(DATA PROVIDED)

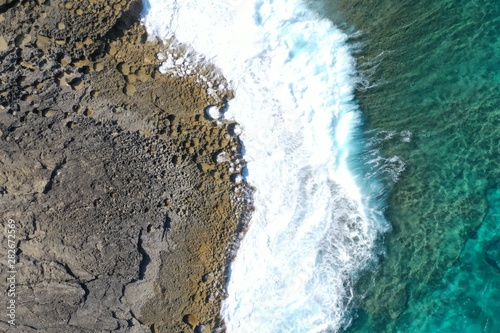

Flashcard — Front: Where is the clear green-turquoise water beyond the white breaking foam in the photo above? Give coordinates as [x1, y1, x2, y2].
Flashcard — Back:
[312, 0, 500, 332]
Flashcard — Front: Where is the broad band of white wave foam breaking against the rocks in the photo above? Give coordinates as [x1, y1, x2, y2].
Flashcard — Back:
[143, 0, 386, 333]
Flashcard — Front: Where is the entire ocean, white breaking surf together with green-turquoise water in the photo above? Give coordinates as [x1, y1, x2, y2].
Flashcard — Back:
[142, 0, 500, 333]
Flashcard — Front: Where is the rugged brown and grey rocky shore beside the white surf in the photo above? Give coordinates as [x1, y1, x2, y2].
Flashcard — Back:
[0, 0, 250, 333]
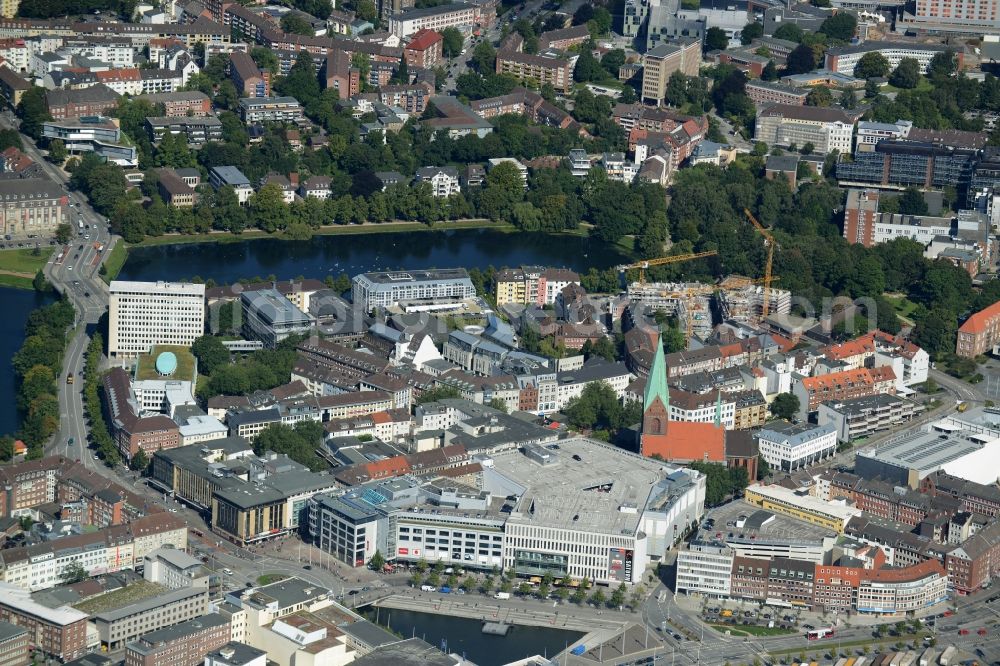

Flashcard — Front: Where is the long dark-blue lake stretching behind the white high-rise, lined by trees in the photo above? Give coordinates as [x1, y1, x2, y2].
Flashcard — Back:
[118, 229, 627, 284]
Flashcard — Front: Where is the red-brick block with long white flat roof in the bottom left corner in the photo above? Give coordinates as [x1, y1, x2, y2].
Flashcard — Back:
[0, 583, 88, 662]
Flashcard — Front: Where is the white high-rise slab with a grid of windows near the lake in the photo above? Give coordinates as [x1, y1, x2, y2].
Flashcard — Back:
[108, 280, 205, 358]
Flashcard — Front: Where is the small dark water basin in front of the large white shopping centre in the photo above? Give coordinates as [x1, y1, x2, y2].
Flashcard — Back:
[365, 607, 583, 666]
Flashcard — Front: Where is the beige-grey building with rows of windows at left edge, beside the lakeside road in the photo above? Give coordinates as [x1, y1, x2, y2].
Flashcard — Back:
[0, 178, 69, 238]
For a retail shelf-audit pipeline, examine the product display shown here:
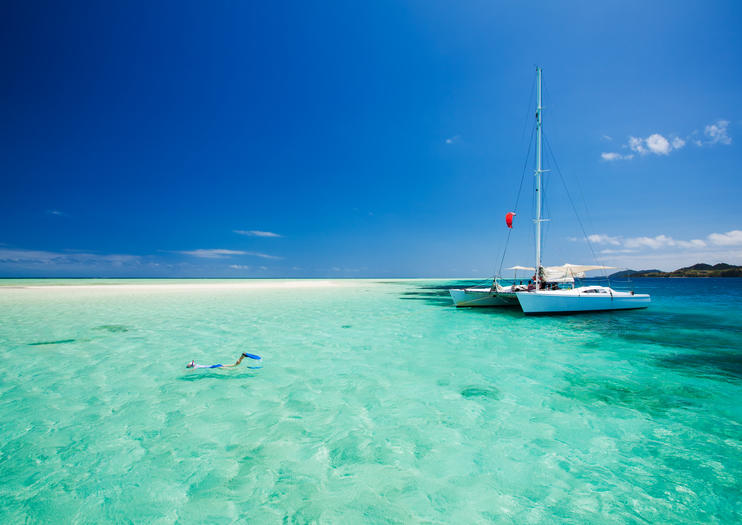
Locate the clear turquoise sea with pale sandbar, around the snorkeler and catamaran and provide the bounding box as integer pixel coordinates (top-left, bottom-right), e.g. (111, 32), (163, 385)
(0, 279), (742, 524)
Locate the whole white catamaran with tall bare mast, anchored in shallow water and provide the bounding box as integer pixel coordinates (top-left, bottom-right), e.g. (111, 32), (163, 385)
(449, 67), (650, 314)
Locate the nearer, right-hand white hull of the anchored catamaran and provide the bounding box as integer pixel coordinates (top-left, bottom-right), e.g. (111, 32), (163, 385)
(515, 291), (650, 314)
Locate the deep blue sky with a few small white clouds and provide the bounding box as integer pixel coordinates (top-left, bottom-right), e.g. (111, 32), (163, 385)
(0, 1), (742, 277)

(End DATA PROVIDED)

When a line in the records holds the string "rise", copy that line.

ANSWER BOX —
Flashcard — Front: Where is the long dark-blue lake stretching behind the white high-rise, lined by trees in the photo above? Give coordinates as [x1, y1, x2, y2].
Flashcard — Front: Where is the white high-rise slab with a grid of windows near the lake in the photo above? Give coordinates as [x1, y1, x2, y2].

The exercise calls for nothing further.